_TASK TO CARRY OUT:_ In the capstone project description, why is the grocery store looking to discover insights from its sales data? Answer in one to three sentences.

Flatiron Data Science Project - Capstone Food and Computer Image

Prepared and Presented by: Melody Peterson
Presentation PDF
Blog Post

Business Problem

For this analysis I will be working as a Data Scientist for a grocery store that is looking to discover insights from sales data that could be used for targeted direct mail marketing (specific coupons mailed to customers), targeted email marketing ("An item you like has gone on sale!"), and online shopper recommendations to 'add to cart' based on similar items and also based on items other people who bought that item have purchased.

Skills demonstrated:

  1. Data Clustering on users
  2. Recommendation systems - Content-based filtering and Collaborative filtering
  3. NLP product search engine
  4. Market Basket analysis
  5. FLASK Website interface

Data

This data was retrieved from Kaggle and was provided by Instacart for a market basket analysis competition in 2018.

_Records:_
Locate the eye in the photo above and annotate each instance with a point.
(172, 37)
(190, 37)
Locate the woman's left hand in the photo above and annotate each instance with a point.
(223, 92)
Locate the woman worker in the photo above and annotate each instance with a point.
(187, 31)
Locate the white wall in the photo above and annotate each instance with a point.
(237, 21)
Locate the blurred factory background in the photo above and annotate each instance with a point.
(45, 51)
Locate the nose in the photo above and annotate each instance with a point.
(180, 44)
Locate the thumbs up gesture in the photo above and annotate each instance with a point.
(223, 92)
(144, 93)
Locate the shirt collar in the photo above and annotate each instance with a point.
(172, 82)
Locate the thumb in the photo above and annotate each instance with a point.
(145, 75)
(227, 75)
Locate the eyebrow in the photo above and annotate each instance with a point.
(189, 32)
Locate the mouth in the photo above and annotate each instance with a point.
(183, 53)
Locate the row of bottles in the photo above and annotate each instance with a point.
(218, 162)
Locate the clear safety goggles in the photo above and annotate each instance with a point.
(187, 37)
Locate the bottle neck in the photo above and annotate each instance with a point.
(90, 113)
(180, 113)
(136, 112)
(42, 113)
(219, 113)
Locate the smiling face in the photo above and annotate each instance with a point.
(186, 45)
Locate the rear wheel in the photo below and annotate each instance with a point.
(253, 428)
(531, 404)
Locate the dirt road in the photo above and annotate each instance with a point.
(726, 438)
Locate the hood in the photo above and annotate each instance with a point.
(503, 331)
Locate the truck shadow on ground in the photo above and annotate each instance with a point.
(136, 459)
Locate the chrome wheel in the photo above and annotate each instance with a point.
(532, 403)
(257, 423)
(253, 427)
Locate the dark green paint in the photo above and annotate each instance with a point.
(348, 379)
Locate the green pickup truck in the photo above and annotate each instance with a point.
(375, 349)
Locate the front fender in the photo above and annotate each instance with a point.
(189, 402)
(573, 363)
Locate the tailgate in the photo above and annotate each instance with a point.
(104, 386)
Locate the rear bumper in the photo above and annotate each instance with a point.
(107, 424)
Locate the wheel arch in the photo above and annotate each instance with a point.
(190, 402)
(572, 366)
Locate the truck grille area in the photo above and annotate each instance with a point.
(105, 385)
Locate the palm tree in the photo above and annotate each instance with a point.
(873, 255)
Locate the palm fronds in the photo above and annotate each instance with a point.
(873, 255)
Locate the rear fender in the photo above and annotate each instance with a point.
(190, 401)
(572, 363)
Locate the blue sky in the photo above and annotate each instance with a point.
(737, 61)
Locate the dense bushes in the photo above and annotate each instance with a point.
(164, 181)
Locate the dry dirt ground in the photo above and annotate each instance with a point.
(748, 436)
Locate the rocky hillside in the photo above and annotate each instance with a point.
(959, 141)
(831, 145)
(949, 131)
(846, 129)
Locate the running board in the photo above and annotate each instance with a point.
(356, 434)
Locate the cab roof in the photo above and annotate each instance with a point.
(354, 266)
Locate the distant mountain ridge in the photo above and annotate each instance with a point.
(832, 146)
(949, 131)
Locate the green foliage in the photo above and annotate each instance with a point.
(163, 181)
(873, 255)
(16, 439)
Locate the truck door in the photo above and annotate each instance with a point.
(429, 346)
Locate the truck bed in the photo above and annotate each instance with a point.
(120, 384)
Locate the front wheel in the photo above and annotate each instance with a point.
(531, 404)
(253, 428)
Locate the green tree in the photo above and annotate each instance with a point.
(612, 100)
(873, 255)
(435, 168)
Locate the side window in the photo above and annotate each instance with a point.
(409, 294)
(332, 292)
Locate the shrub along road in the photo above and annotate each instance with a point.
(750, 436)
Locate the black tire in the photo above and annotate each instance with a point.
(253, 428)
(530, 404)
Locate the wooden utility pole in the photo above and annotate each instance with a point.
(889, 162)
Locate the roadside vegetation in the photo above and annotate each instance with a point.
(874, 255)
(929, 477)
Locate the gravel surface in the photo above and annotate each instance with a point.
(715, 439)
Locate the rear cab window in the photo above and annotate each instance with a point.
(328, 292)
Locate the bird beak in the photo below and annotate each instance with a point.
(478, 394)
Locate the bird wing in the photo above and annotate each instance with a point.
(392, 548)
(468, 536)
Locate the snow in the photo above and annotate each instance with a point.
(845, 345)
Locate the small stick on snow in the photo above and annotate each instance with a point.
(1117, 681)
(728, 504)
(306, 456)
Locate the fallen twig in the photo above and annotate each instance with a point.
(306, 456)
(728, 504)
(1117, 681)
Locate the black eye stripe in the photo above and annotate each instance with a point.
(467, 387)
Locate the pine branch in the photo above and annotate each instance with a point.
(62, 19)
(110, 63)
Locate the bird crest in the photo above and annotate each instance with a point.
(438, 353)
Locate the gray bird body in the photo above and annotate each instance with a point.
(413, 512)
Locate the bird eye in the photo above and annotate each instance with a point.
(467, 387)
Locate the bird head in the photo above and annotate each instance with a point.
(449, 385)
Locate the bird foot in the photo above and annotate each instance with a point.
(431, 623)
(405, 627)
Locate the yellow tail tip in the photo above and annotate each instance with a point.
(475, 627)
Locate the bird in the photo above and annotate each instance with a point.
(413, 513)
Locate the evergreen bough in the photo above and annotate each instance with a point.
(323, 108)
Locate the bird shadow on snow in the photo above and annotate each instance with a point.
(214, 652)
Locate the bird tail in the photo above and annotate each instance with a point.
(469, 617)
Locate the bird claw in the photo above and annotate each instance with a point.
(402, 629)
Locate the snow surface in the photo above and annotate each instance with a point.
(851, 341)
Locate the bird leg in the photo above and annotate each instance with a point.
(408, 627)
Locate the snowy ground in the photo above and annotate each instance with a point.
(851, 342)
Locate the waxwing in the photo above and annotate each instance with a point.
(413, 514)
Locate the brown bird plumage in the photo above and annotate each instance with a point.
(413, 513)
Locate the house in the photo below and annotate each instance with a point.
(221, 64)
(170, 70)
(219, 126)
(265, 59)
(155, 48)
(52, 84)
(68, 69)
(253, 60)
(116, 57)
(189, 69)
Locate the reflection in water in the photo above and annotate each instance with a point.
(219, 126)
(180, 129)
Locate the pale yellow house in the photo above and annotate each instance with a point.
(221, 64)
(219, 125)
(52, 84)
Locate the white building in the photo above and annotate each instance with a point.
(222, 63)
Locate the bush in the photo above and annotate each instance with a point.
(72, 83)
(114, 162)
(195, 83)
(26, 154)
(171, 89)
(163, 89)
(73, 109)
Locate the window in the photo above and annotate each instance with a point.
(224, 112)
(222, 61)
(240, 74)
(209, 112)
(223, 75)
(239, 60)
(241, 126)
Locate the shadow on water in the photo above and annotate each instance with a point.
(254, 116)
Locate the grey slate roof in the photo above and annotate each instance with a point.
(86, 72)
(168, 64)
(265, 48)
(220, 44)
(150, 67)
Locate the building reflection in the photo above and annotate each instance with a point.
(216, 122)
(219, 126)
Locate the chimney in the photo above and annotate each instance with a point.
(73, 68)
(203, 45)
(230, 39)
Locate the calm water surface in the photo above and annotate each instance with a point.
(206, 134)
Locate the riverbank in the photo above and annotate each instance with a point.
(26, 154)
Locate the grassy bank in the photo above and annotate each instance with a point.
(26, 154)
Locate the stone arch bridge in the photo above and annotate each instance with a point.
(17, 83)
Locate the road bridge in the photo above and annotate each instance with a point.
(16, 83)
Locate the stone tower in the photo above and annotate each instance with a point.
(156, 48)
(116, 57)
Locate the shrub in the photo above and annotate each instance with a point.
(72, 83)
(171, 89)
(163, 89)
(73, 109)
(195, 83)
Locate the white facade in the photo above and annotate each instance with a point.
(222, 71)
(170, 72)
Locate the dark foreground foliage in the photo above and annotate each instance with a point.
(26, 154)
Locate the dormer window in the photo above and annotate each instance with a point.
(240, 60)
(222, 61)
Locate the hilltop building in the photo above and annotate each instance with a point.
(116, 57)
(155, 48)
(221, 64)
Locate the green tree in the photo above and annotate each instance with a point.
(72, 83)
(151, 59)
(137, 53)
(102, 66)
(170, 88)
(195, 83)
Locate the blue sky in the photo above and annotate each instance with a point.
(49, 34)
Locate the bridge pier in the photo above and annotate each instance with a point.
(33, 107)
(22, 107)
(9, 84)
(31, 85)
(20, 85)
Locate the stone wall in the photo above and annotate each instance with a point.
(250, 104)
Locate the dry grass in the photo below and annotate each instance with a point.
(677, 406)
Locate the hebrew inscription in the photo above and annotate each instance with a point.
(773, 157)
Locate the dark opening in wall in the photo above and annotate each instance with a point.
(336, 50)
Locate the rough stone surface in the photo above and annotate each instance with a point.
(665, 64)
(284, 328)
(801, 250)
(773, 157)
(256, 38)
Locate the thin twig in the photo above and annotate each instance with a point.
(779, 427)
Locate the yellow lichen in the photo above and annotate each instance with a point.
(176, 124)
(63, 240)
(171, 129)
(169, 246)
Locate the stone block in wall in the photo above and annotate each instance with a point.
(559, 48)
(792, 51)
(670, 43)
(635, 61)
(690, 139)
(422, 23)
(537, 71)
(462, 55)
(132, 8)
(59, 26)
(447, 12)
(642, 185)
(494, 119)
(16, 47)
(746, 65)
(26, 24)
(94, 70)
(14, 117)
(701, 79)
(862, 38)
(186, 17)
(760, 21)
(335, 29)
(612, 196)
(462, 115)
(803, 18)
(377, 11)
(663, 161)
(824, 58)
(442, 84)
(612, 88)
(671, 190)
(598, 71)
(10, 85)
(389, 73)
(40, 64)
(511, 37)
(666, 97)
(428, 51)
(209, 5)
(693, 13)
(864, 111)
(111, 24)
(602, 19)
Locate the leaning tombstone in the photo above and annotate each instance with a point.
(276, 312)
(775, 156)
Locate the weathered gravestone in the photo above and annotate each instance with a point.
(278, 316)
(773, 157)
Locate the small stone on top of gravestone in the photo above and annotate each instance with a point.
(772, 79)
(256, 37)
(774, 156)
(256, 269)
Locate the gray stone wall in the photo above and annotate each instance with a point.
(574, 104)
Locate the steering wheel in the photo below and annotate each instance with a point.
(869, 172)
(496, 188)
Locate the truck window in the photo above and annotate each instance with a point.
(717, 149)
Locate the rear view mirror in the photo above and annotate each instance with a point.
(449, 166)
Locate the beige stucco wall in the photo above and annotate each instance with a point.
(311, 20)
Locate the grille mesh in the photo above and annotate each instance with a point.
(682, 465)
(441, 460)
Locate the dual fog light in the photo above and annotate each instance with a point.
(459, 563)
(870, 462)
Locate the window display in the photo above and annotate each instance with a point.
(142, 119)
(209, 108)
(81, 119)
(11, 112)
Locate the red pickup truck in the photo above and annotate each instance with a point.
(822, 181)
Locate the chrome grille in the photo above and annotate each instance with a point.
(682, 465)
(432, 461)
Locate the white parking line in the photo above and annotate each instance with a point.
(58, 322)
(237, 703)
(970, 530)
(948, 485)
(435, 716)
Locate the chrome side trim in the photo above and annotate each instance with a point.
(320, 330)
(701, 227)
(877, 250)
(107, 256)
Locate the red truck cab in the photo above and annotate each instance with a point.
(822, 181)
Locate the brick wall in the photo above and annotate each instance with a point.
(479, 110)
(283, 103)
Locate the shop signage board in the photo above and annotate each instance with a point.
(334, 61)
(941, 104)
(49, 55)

_TASK ANSWER:_ The store wants insights it can use for targeted direct mail marketing, such as specific coupons mailed to customers, and for targeted email marketing, such as alerts that a liked item has gone on sale. It also wants to give online shoppers "add to cart" recommendations based on similar items and on what other buyers of an item have purchased.